**Статья:**
- - -
Кто победил — не помню

Павел Руднев, Частный корреспондент от 15 ноября 2008

Режиссер Римас Туминас пришел в Вахтанговский театр побеждать, хотя, очевидно, заранее знал, что проиграет. Собственно говоря, этим предвосхищением близкого фиаско и встречали большинство газет весть о назначении литовца главою статусного академического театра федерального подчинения.  Римас Туминас принимал Вахтанговский театр (чего уж там стыдиться формулировок) в разбитом состоянии: длительные годы художественного безвластия, отсутствие авторской режиссуры, актерский организм, парализованный враждою кланов, и наследие, обязывающее привязываться к вахтанговскому канону как к священной пустоте, значащей нечто до такой степени расплывчатое, что из рук выскальзывает.

Последние годы Вахтанговского театра — годы актерских потерь: артисты вахтанговской труппы или с обидой уходили из театра, делая блистательную карьеру на других сценах, или, формально оставаясь в труппе, были более востребованы в других пространствах. С момента своего прихода Туминас ходит по лезвию ножа и морщит воду веревкой, аки пушкинский бесенок. Он способен на намеренно скандальные, намеренно эксцентричные выходки. Поэтому сегодняшняя ситуация в Вахтанговском театре, куда пришел радикал-чужак, свободный от любых иерархий, может кончиться либо взрывом и резким концом, либо постепенной и очень трудной, очень ответственной победой. Именно о трудной и пирровой победе сегодня ставит Римас Туминас спектакль — о Троянской войне, где победа и проигрыш иллюзорны, как призрачен и сам повод к войне, и множество обстоятельств, с ней связанных.
- - -
**Исходные данные:**
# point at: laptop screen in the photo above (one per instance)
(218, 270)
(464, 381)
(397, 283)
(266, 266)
- - -
**Что требуется:**
• 1. О какой войне, согласно статье, Римас Туминас ставит спектакль?
• 2. Переименуйте «laptop screen» в «notebook display» во всём листинге и приведите его целиком, больше ничего не меняя.
Статья и листинг между собой никак не связаны.

**Ответы:**
• 1. О Троянской войне.

• 2.
# point at: notebook display in the photo above (one per instance)
(218, 270)
(464, 381)
(397, 283)
(266, 266)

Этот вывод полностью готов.